** BEGIN GIVEN DATA **

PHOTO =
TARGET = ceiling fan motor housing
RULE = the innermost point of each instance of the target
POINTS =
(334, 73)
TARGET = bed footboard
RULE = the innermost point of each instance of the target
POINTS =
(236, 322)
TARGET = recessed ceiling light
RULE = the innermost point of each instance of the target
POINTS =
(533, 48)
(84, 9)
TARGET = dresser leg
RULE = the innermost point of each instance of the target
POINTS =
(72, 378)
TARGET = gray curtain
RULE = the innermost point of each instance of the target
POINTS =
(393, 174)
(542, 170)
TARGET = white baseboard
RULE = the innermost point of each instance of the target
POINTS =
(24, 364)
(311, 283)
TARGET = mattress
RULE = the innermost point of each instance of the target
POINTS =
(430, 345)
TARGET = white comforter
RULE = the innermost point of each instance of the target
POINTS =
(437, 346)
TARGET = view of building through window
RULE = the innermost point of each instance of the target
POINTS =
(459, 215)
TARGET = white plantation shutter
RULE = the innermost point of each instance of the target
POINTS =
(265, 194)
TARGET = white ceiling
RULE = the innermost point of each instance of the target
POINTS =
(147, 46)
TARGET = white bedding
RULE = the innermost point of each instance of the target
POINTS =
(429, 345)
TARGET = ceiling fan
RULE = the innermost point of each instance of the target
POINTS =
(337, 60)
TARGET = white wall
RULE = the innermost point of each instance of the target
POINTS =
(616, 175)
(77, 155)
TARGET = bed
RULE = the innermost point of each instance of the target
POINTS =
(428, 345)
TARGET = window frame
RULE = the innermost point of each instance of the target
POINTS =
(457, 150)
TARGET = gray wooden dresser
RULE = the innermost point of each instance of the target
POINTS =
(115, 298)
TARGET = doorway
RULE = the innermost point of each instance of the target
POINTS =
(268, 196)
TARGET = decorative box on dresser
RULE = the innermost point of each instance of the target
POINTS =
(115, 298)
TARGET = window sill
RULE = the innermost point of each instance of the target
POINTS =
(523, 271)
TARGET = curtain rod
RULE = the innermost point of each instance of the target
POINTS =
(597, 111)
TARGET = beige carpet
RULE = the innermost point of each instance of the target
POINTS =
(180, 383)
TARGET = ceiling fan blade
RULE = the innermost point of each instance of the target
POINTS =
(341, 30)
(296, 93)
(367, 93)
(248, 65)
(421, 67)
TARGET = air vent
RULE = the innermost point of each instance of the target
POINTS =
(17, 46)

** END GIVEN DATA **

* GIVEN REQUEST *
Each line from the one containing "TARGET = doorway" to the final line of the entries above must be returned exactly, and no other line may appear.

* COMPLETE RESPONSE *
TARGET = doorway
RULE = the innermost point of each instance of the target
POINTS =
(268, 196)
TARGET = decorative box on dresser
RULE = the innermost point of each instance of the target
POINTS =
(115, 298)
TARGET = window sill
RULE = the innermost point of each instance of the target
POINTS =
(523, 271)
TARGET = curtain rod
RULE = the innermost point of each instance of the target
POINTS =
(597, 111)
TARGET = beige carpet
RULE = the innermost point of each instance of the target
POINTS =
(180, 383)
TARGET = ceiling fan blade
RULE = the innermost point of each instance of the target
POINTS =
(341, 30)
(296, 93)
(367, 93)
(248, 65)
(421, 67)
TARGET = air vent
RULE = the innermost point of each instance of the target
POINTS =
(17, 46)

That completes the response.